Text shown.
Question

25 ml of the given HCl solution requires 30 mL of 0.1 M sodium carbonate solution. What is the volume of this HCl solution required to titrate 30 mL of 0.2 M aqueous NaOH solution?

• A. 25 mL
• B. 50 mL
• C. 12.5 mL
• D. 75 mL

Answer 1

Answer: (A)

25 mL

Answer 2

The problem involves two acid-base titrations.

First titration: 25 mL of HCl solution reacts with 30 mL of 0.1 M sodium carbonate ($\text{Na}_2\text{CO}_3$) solution. The reaction between HCl and $\text{Na}_2\text{CO}_3$ is: $2\text{HCl} + \text{Na}_2\text{CO}_3 \rightarrow 2\text{NaCl} + \text{H}_2\text{O} + \text{CO}_2$ From the stoichiometry, 2 moles of HCl react with 1 mole of $\text{Na}_2\text{CO}_3$.

We can use the concept of millimoles. Number of millimoles of $\text{Na}_2\text{CO}_3 = \text{Molarity} \times \text{Volume (in mL)}$ Millimoles of $\text{Na}_2\text{CO}_3 = 0.1 \text{ mmol/mL} \times 30 \text{ mL} = 3 \text{ mmol}$

According to the stoichiometry, the number of millimoles of HCl reacted is twice the number of millimoles of $\text{Na}_2\text{CO}_3$. Millimoles of HCl = $2 \times \text{Millimoles of } \text{Na}_2\text{CO}_3 = 2 \times 3 \text{ mmol} = 6 \text{ mmol}$

These 6 millimoles of HCl are present in 25 mL of the HCl solution. The molarity of the HCl solution ($M_{\text{HCl}}$) is: $M_{\text{HCl}} = \text{Millimoles of HCl} / \text{Volume of HCl (in mL)}$ $M_{\text{HCl}} = 6 \text{ mmol} / 25 \text{ mL} = 0.24 \text{ mmol/mL} = 0.24 \text{ M}$

Second titration: The same HCl solution is used to titrate 30 mL of 0.2 M aqueous NaOH solution. The reaction between HCl and NaOH is: $\text{HCl} + \text{NaOH} \rightarrow \text{NaCl} + \text{H}_2\text{O}$ From the stoichiometry, 1 mole of HCl reacts with 1 mole of NaOH.

Task requirements.
1) In the titration discussion, what molarity does the second answer calculate for the HCl solution?
2) Quote the stretch of the titration discussion from "Second titration: The" through "mole of NaOH.".

Dataset extract.
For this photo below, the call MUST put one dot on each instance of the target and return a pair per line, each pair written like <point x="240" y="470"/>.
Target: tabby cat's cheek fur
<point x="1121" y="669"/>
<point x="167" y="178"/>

Expected results.
1) 0.24 M

2)
Second titration: The same HCl solution is used to titrate 30 mL of 0.2 M aqueous NaOH solution. The reaction between HCl and NaOH is: $\text{HCl} + \text{NaOH} \rightarrow \text{NaCl} + \text{H}_2\text{O}$ From the stoichiometry, 1 mole of HCl reacts with 1 mole of NaOH.